▸ **DATA TO EXAMINE**
▶

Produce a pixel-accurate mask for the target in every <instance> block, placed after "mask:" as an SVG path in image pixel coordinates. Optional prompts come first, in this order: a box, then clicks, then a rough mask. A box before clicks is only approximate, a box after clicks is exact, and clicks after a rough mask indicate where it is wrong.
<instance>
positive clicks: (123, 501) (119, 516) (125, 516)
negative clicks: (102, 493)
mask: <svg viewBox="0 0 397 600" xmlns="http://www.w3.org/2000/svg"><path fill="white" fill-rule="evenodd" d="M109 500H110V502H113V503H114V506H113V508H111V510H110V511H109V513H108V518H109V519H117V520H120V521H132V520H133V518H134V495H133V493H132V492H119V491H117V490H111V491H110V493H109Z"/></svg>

◀

▸ **WORK ORDER**
A single number is the expected reply: the number of lines in the listing that contain the string "instance".

▸ **SOLUTION TO THE EXERCISE**
2